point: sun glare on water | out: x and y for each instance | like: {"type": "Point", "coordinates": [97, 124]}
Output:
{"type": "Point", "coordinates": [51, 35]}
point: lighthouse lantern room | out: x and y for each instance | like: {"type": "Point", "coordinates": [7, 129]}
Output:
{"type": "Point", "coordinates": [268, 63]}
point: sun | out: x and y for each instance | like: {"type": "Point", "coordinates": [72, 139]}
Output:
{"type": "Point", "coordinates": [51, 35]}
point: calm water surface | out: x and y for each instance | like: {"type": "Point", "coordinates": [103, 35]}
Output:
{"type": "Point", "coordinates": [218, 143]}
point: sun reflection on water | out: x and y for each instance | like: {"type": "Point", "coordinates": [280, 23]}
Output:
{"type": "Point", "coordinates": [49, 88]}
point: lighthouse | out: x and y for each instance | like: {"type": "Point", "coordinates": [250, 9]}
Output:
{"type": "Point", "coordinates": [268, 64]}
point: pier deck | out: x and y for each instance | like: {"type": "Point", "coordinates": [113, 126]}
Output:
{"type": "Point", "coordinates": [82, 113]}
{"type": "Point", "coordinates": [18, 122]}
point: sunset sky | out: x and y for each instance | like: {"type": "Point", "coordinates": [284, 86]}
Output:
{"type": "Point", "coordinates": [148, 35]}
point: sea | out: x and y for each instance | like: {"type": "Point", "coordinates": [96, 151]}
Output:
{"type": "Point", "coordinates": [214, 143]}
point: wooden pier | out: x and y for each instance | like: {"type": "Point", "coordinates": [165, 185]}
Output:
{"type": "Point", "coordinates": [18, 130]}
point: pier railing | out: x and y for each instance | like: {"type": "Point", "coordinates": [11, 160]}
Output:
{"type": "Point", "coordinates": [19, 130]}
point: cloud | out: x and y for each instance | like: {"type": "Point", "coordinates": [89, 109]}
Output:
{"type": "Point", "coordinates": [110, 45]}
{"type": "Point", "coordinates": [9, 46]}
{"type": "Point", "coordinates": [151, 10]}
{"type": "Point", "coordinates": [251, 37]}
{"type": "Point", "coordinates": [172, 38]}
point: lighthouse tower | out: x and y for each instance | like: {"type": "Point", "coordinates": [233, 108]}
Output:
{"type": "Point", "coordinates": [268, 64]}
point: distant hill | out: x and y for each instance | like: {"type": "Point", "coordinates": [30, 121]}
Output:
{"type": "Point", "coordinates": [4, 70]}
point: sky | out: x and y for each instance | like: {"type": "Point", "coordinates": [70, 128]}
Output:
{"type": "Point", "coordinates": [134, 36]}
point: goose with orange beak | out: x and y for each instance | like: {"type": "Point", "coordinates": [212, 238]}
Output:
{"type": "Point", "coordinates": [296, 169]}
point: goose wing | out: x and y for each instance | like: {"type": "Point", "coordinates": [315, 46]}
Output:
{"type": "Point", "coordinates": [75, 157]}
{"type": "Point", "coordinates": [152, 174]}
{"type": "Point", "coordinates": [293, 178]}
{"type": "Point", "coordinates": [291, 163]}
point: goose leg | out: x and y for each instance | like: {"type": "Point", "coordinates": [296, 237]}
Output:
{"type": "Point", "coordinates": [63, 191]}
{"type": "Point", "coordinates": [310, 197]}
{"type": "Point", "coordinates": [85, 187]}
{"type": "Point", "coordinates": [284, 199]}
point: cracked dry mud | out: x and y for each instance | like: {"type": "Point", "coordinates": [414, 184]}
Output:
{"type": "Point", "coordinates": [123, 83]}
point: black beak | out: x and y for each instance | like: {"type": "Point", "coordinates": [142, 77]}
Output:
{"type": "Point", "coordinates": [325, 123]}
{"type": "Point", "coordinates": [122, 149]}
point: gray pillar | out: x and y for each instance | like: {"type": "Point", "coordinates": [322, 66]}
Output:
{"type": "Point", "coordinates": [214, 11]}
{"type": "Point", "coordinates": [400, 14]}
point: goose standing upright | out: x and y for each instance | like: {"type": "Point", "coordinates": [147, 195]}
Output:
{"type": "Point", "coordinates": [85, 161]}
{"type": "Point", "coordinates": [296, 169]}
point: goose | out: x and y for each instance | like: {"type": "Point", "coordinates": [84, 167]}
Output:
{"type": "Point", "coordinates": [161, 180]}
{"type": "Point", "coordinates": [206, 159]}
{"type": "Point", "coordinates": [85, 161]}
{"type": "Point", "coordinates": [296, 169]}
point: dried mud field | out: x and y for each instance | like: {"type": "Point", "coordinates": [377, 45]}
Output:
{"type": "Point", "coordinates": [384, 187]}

################

◆ **Aim**:
Set down only these lines, exactly: the line containing "point: goose standing" and each line after it, through the end of the listing.

◆ **Task solution**:
point: goose standing upright | out: x and y for each instance | like: {"type": "Point", "coordinates": [147, 195]}
Output:
{"type": "Point", "coordinates": [85, 161]}
{"type": "Point", "coordinates": [296, 169]}
point: goose | out: x and y for each instance | like: {"type": "Point", "coordinates": [84, 167]}
Output:
{"type": "Point", "coordinates": [161, 180]}
{"type": "Point", "coordinates": [206, 159]}
{"type": "Point", "coordinates": [85, 161]}
{"type": "Point", "coordinates": [296, 169]}
point: dried mud field | out: x and y for each instance | like: {"type": "Point", "coordinates": [377, 45]}
Output:
{"type": "Point", "coordinates": [384, 187]}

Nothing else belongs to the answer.